• Task directions: Please carry on the forum post about building one JSON string from two Spark tables, starting right after its last line.

• Document text:
____________
I'm using scala 2.12 spark 3.0.0. I have to create one single json string where each attribute comes from different tables and save that resulting json in another dataframe, i.e (using 1 row only in this example to keep it simple)
tableA
id | action | date |
---|---|---|
u1 | insert | 20210428 |
tableB
id | name | date |
---|---|---|
u1 | some name | 20210428 |
I need to return the following :
{
"A": [
{
"id":"u1",
"action": "insert",
"date": "20210428"
}
],
"B": [
{
"id":"u1",
"name": "some name"
"date": "20210428",
}
]
}
I've tried many things but the closest i've gotten is doing the following for each table:
val tableADF = spark.read.format("delta").load(path +"/tableA")
val tableADF = spark.read.format("delta").load(path +"/tableB")
create the dataframe with all vaules converted to json for each table
val tableAJsonDF = tableADF.groupBy("date").agg(collect_list(struct($"id",$"action")).alias("attributesA"))
val tableBJsonDF = tableBDF.groupBy("date").agg(collect_list(struct($"id",$"name")).alias("attributesB"))
date | attributesA |
---|---|
20210428 | [{"id":"u1", "action": "insert"}] |
date | attributesB |
---|---|
20210428 | [{"id":"u1", "name": "some name"}] |
Now combine the json from both tables into one json to be added to a new dataframe:
val schema = new StructType().add("request", StringType)
____________
• Data excerpt:

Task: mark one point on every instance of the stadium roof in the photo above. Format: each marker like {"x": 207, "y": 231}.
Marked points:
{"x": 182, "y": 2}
____________
• Output for this exercise:
val requestDF = spark.createDataFrame(sc.emptyRDD[Row], schema)
val resultDF = requestDF.withColumn("request", concat(to_json(tableAJsonDF("attributesA")),
to_json(tableBJsonDF("attributesB"))))
but I get the following error. I read that this type of error happens when you try to combine two dataframes but I can't seem to find a way to create 1 single json as shown in the desired results by combining both attributes into 1 new column, any ideas?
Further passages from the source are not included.